* Information given
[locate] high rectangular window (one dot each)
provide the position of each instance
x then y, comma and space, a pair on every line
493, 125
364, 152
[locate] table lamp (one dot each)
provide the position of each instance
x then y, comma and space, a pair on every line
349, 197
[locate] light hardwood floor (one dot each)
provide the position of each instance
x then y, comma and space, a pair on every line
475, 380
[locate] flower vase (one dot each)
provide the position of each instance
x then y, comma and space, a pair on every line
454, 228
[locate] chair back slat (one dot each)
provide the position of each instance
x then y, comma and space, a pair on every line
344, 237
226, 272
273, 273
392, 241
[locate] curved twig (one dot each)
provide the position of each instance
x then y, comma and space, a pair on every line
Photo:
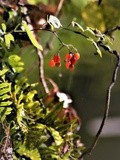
107, 106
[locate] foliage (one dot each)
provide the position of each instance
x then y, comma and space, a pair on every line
33, 129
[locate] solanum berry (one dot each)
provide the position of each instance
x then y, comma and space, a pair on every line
76, 55
52, 63
71, 59
68, 56
57, 59
67, 64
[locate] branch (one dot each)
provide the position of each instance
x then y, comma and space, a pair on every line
107, 106
108, 32
59, 7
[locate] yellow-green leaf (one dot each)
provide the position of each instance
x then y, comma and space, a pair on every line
8, 38
31, 36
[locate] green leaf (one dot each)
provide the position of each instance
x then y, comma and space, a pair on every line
15, 62
4, 111
4, 85
98, 50
3, 27
4, 97
31, 36
5, 104
2, 72
77, 25
57, 138
4, 91
8, 39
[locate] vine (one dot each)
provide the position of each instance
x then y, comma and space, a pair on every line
36, 126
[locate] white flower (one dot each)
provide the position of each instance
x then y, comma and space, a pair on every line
54, 22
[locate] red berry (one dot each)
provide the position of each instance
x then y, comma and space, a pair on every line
51, 63
56, 58
68, 56
71, 67
57, 64
73, 60
76, 55
67, 64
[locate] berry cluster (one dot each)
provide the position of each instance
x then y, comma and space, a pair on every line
55, 61
71, 59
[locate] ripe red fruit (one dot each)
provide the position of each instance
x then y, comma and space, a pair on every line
73, 60
71, 67
67, 64
76, 55
56, 58
51, 63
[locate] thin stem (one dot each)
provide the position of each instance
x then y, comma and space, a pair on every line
41, 71
107, 106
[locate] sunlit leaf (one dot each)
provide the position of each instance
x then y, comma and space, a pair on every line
15, 62
6, 103
2, 72
57, 138
33, 154
78, 25
3, 27
31, 36
8, 39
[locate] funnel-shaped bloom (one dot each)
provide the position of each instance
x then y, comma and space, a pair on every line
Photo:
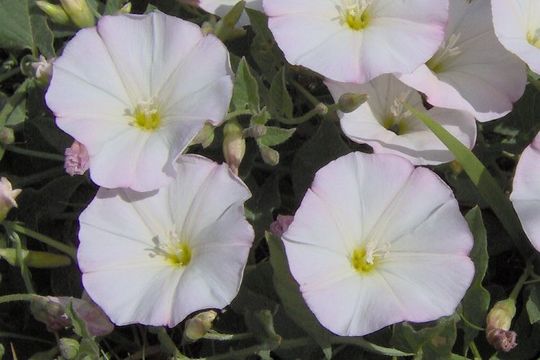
154, 258
471, 70
357, 40
526, 191
135, 90
517, 25
388, 241
387, 126
222, 7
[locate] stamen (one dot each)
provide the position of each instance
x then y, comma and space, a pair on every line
447, 50
146, 115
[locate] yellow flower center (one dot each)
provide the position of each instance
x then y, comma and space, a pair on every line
354, 14
174, 251
366, 258
147, 116
533, 37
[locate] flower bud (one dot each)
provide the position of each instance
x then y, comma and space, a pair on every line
234, 145
69, 348
79, 12
269, 155
498, 322
7, 136
349, 102
43, 69
199, 325
7, 197
205, 137
77, 160
55, 12
281, 224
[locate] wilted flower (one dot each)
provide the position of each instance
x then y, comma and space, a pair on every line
526, 191
135, 90
387, 126
154, 258
76, 159
471, 70
357, 40
7, 197
517, 25
388, 241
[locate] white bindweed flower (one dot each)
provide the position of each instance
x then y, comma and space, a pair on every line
517, 25
154, 258
526, 191
471, 70
357, 40
388, 241
387, 126
222, 7
135, 90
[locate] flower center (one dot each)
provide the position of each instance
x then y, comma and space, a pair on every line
146, 115
533, 37
447, 51
364, 259
175, 252
398, 117
354, 13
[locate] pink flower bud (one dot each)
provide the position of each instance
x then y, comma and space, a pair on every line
77, 160
281, 224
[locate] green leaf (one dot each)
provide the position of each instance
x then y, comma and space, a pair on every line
280, 102
246, 88
24, 26
533, 305
326, 145
275, 136
485, 183
476, 301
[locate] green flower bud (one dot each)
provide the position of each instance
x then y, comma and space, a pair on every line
349, 102
69, 348
234, 145
79, 12
55, 12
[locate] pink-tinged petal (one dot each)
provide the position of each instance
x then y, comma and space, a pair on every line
514, 22
313, 34
142, 263
414, 141
526, 192
414, 279
398, 265
472, 71
222, 7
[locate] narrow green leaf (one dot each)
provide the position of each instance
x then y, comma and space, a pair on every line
275, 136
476, 300
487, 186
533, 305
246, 88
280, 101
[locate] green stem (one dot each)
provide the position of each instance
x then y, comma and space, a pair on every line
17, 297
36, 154
226, 337
69, 250
474, 349
521, 281
9, 73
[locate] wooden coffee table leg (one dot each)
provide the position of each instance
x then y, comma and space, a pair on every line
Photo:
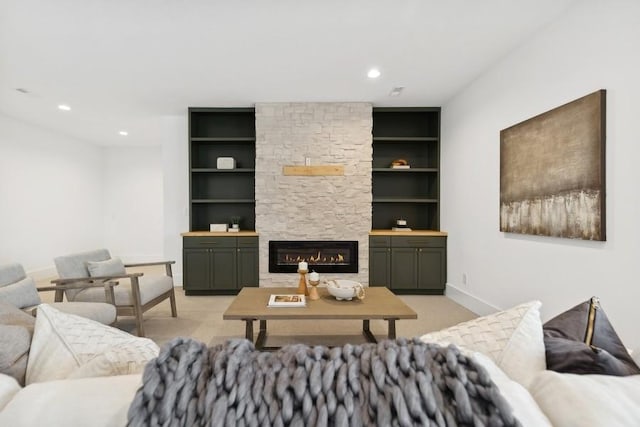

* Instructions to follow
How many lines of the material above contain the string "yellow"? Case matters. Reply with the number alone.

* Problem solution
2